= Direction =
Print the listing below exactly.

_ _ _ _ _ _ _

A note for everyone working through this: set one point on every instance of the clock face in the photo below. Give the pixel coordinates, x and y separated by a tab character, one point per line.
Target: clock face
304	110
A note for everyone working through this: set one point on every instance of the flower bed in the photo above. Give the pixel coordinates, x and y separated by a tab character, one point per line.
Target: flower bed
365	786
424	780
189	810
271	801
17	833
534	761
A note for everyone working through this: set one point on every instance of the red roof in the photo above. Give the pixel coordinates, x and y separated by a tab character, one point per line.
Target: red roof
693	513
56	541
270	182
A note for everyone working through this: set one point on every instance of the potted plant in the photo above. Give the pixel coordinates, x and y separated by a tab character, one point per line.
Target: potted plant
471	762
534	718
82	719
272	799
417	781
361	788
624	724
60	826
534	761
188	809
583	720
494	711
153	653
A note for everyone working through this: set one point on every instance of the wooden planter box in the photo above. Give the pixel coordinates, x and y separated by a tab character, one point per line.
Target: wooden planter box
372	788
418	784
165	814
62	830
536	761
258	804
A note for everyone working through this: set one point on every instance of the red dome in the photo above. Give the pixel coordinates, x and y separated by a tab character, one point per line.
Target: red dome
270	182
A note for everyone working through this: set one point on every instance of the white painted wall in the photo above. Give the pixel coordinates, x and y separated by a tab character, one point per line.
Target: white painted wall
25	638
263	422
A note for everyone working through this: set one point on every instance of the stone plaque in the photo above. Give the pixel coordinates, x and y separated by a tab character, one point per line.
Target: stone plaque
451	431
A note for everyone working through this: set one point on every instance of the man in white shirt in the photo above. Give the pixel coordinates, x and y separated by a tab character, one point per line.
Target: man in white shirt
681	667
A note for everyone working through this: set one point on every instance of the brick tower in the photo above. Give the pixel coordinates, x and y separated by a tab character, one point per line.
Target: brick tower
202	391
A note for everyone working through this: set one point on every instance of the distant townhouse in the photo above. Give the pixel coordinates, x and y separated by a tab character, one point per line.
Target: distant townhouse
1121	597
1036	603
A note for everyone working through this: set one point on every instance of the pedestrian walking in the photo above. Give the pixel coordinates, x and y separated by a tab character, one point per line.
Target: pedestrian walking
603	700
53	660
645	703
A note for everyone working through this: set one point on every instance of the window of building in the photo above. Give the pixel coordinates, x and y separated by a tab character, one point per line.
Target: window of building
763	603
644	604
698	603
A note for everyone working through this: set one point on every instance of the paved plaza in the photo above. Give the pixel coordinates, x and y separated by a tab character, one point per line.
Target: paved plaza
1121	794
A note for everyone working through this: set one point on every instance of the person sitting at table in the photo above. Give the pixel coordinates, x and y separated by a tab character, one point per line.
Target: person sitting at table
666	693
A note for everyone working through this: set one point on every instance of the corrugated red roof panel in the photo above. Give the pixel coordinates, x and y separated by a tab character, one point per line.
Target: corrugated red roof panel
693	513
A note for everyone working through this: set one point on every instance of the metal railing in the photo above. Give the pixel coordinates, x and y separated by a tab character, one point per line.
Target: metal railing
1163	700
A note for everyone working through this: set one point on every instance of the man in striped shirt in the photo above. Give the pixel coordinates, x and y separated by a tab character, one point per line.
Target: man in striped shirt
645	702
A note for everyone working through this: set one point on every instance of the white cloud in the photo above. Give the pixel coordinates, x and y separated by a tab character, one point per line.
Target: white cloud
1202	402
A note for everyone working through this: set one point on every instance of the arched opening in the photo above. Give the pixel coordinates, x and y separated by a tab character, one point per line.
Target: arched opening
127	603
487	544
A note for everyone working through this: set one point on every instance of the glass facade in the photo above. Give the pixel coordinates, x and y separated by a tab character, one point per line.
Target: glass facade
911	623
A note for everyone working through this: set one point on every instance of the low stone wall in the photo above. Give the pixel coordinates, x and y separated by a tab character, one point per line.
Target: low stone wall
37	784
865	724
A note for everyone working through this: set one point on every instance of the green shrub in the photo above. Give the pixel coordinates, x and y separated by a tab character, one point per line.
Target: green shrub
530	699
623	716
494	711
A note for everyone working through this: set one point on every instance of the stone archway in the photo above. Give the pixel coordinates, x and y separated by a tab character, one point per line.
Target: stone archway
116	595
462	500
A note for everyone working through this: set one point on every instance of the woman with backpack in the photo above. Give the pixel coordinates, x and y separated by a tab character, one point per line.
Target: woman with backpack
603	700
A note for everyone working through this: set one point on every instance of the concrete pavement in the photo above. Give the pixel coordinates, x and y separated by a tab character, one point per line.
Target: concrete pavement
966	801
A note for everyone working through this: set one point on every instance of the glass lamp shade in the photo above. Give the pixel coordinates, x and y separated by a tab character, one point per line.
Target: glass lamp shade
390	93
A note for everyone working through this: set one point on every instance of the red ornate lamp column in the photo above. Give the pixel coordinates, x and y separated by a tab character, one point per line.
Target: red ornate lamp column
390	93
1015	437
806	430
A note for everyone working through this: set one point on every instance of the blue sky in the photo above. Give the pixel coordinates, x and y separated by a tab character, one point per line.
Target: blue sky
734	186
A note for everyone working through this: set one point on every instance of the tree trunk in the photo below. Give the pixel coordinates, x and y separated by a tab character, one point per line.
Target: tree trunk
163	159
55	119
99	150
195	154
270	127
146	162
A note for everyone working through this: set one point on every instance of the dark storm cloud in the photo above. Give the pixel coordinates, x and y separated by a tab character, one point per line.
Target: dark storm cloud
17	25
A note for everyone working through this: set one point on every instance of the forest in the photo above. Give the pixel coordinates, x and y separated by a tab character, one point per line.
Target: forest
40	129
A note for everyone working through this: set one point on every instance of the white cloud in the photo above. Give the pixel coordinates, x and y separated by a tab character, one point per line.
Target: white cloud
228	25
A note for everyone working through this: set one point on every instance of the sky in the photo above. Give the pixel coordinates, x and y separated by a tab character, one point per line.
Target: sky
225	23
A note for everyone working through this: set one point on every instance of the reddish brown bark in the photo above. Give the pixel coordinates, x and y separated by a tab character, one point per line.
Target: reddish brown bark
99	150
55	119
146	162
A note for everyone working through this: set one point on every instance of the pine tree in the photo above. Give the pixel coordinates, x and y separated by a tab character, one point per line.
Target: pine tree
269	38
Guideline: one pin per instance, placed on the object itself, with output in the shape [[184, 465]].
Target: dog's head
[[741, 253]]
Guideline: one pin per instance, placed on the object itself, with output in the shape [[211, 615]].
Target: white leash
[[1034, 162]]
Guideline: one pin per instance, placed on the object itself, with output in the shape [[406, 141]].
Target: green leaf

_ _ _ _ _ _ _

= The response =
A note for everyone working through this: set one point on every instance of the clock face in the photo below. Give the pixel coordinates, x and y separated by a tab character, one point per line.
Target: clock face
304	110
A note for everyone working through this: set one point on every instance of the flower bed in the photo above. Give the pixel coordinates, x and y separated by a tab character, one point per line.
Target: flower bed
365	786
424	780
189	810
271	801
17	833
534	761
A note for everyone working through this: set one point on every instance of the red roof in the photo above. Give the pixel coordinates, x and y separated by a tab character, one point per line.
Target: red roof
693	513
56	541
270	182
A note for everyone working through this: set one point on every instance of the potted plant in the photo above. Give the pixel coordinates, x and y separated by a tab character, one point per line.
Target: potted plant
471	762
534	718
82	719
272	799
417	781
361	788
624	724
60	826
534	761
188	809
583	720
494	711
153	653
A note for everyone working through this: set one point on every instance of the wooden planter box in the photo above. Give the pixel coordinates, x and y separated by a tab character, one point per line.
Target: wooden planter box
372	788
418	784
165	814
62	830
536	761
258	804
A note for everyone working through this: set one point on every instance of the red dome in the photo above. Give the pixel coordinates, x and y separated by a tab character, one point per line.
Target: red dome
270	182
A note for everyone working through this: set one point on every instance of the white painted wall in the photo above. Give the pixel coordinates, x and y separated by a tab character, one point per line.
Target: white painted wall
25	638
263	422
A note for everyone working through this: set one point on every instance of the stone plaque in the photo above. Give the pixel coordinates, x and y separated by a tab character, one point per line.
Target: stone plaque
451	431
A note for everyone working through this: set one point on every instance of the man in white shirt in the photo above. Give the pixel coordinates, x and y separated by a tab character, one point per line.
Target: man in white shirt
681	667
A note for everyone working through this: set one point on every instance of the brick tower in the photo above. Give the pixel coordinates, x and y separated by a tab character, one point per line.
Target: brick tower
202	391
A note for everyone working through this: set one point on every instance of the distant townhouse in the photo above. Give the pixel coordinates, x and y separated by a tab character, one point per line.
Target: distant townhouse
1121	597
1036	603
A note for everyone working through this: set one point on every instance of the pedestrian walking in the photo above. Give the pixel coordinates, x and y separated by a tab character, one point per line.
Target: pedestrian walking
603	700
53	660
645	703
A note for everyone working through this: set one point on every instance of the window of building in the photo above. Give the pixel coordinates, x and y separated by a tab character, one point per line.
Target: window of building
763	603
644	604
698	603
A note for everyone working through this: set one point on every instance of the paved plaza in the photo above. Give the pixel coordinates, x and y separated by a tab character, one point per line.
Target: paved plaza
1121	794
A note for everyone working through this: set one point on every instance of the person sitting at table in the photo above. Give the pixel coordinates, x and y separated by a tab character, one point per line.
Target: person sitting at table
666	693
A note for everyone working through this: set one point on every instance of the corrugated red roof panel in the photo above. Give the pixel coordinates, x and y separated by a tab character, one point per line.
Target: corrugated red roof panel
693	513
A note for everyone working through this: set one point on every instance of the metal railing in the photo above. Give the pixel coordinates, x and y separated by a tab character, one point per line.
Target: metal railing
1163	700
A note for everyone working through this: set one point on every instance of the man in striped shirt in the photo above. Give the pixel coordinates, x and y separated by a tab character, one point per line.
Target: man in striped shirt
645	702
A note for everyone working through this: set one point on every instance of the white cloud in the photo above. Give the pixel coordinates, x and y separated by a tab character, one point per line.
Target: white cloud
1202	402
A note for everyone working through this: set one point on every instance of the arched opening in the photo above. Give the pixel coordinates, x and y separated by a tab character, one point per line.
Target: arched opening
127	603
487	544
A note for everyone working through this: set one point on every instance of the glass facade in the photo above. Give the pixel coordinates, x and y separated by a tab character, one point per line.
Target: glass facade
911	623
A note for everyone working through this: set one point on every instance of the low stone wall in the photo above. Give the pixel coordinates, x and y separated by a tab character, one point per line.
Target: low stone wall
37	784
865	724
A note for everyone working through this: set one point on every instance of the green shrub in the photo above. Give the pixel coordinates, x and y separated by a tab character, one point per line.
Target: green shrub
530	699
623	716
494	711
A note for everyone working through this: set one point on every instance of the stone archway in the photo above. Give the pixel coordinates, x and y separated by a tab character, one point per line.
Target: stone archway
116	595
462	500
A note for everyone working through this: set one point on every instance of the woman with backpack in the photo above. Give the pixel coordinates, x and y separated by a tab character, one point per line.
Target: woman with backpack
603	700
A note for everyone working through this: set one point on every instance of the concrete pavement in the photo above. Give the pixel coordinates, x and y separated by a tab character, one point per line.
Target: concrete pavement
966	801
A note for everyone working through this: set one point on every instance of the glass lamp shade in the photo above. Give the pixel coordinates, x and y separated by a tab character, one point per line.
Target: glass lamp shade
390	93
A note for everyone working through this: set one point on every instance of the red ornate lamp column in the photo above. Give the pixel coordinates, x and y separated by a tab character, one point per line.
Target: red ornate lamp column
390	93
1015	437
806	430
A note for everyone working through this: set one point on every instance of the blue sky in the photo above. Give the pixel coordinates, x and y separated by a tab character, one point per line.
Target: blue sky
734	186
A note for everyone working through this: set one point on every instance of the tree trunk in the photo below. Give the pixel coordinates, x and y separated by a tab character, one point per line.
Target: tree trunk
163	159
55	119
99	150
195	154
270	127
146	162
A note for everyone working through this: set one point on every instance of the dark storm cloud in the photo above. Give the pixel coordinates, x and y separated by a tab character, one point per line.
Target: dark storm cloud
17	25
A note for everyone working through this: set one point on every instance of the forest in the photo above. Give the pixel coordinates, x and y separated by a tab character, one point per line.
Target: forest
40	129
A note for everyone working through this: set one point on every instance of the white cloud in the photo above. Give the pixel coordinates, x and y separated by a tab character, one point per line.
Target: white cloud
228	25
A note for everyone working through this: set one point on every instance of the sky in the photo above. Give the pixel coordinates, x and y separated by a tab character, one point per line.
Target: sky
225	23
A note for everyone working through this: set one point on every instance of the reddish brown bark in the photo above. Give the pixel coordinates, x and y separated by a tab character, one point per line.
Target: reddish brown bark
99	150
55	119
146	162
A note for everyone working through this: set one point on every instance of the pine tree in the photo above. Give the pixel coordinates, x and y separated by a tab character, one point per line.
Target: pine tree
269	38
Guideline: one pin per instance, placed on the object itself, with output in the shape [[184, 465]].
Target: dog's head
[[741, 253]]
Guideline: one pin per instance, placed on the object itself, with output in the shape [[211, 615]].
Target: white leash
[[1034, 162]]
Guideline: one pin per instance, placed on the object itself, with output in the shape [[406, 141]].
Target: green leaf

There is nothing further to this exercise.